[Exercise details] Within the data below, determine how many lines contain "pole" and supply only that figure.

[Materials provided]
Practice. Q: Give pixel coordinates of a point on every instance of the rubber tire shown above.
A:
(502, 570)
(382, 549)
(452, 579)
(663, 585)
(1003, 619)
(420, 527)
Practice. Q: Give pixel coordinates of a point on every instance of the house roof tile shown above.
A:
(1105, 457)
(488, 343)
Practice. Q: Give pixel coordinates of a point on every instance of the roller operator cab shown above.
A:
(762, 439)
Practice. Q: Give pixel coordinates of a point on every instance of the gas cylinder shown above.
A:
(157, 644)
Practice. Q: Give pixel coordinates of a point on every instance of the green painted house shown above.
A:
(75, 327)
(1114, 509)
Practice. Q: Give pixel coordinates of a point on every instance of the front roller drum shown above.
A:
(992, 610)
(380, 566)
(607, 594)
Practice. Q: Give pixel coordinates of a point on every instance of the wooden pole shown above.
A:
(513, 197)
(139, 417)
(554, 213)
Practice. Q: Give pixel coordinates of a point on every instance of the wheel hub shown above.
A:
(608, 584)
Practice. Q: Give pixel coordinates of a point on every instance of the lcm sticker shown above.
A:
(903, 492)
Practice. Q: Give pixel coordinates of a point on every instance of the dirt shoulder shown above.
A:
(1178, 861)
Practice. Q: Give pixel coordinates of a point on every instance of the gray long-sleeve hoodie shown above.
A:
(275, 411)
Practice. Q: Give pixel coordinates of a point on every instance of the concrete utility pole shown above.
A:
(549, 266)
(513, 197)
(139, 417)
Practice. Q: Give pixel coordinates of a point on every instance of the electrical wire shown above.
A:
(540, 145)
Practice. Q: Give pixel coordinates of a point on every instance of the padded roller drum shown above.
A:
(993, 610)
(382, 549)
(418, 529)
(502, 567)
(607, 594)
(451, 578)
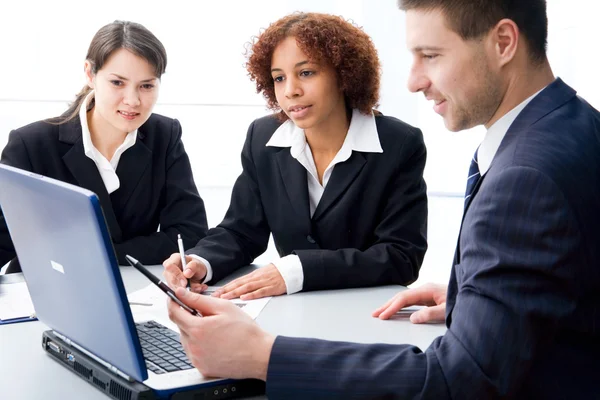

[Expected output] 2